Every line of the material is to be repeated exactly as it stands.

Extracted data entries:
________________________
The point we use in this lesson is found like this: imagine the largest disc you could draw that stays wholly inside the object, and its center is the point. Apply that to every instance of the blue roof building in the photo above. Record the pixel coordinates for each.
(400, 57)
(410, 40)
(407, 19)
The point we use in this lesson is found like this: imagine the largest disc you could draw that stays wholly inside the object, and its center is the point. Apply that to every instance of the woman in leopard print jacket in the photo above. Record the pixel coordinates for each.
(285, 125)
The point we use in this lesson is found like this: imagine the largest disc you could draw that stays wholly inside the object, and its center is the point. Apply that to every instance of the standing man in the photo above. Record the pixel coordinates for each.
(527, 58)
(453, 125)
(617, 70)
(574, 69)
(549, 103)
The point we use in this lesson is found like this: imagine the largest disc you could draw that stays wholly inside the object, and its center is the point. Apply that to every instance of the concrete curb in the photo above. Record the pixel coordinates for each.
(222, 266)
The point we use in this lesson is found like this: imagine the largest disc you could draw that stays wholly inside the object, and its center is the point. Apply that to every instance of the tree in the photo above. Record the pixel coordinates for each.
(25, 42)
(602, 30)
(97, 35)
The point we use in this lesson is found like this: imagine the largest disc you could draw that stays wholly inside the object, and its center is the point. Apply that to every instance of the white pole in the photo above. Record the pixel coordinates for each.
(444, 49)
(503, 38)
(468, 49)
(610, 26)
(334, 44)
________________________
# TASK RESPONSE
The point we use in this lesson is found like this: imagine the largest disc you could draw that stays wholly inside the object, and its center is the point. Apply that to every instance of the blue roof building in the photo above. Record the pixel coordinates for each.
(400, 57)
(410, 40)
(407, 19)
The point we use in this lesson is found like this: imagine the largest disc you could draw that stays wholly inside the object, and its center is the point. Apply that to every instance of the woman in leopard print jacket in the photo above. Record the pixel coordinates for each.
(285, 125)
The point we use in this lesson is found like this: imagine the largest disc you could draw that stays wholly inside the object, and its center is the point. Apply that to every instance of the standing man in the photo above. Record the pixel coordinates for each.
(527, 58)
(453, 125)
(617, 70)
(574, 69)
(549, 103)
The point we use in this lesson is found like this: imagine the largest disc you could draw that stays wholly inside the object, and its center is the point. Apply that to every instance of the concrete curb in the photo above. Record the pixel coordinates for each.
(222, 266)
The point we use in this lesson is found like this: imagine the largest disc you could draw that stays wholly inside the object, and its center is the point. Apply that to every instance of the tree in the photo above. Record the pixel coordinates for each.
(25, 42)
(602, 30)
(97, 35)
The point we use in this lesson is found like this: imagine the largest disc you could draw that stays wholly inside the object, and its center is the point. Apply that to every instance of the white pole in the photo above. Record the pixel coordinates for each.
(444, 49)
(503, 38)
(468, 49)
(610, 26)
(334, 44)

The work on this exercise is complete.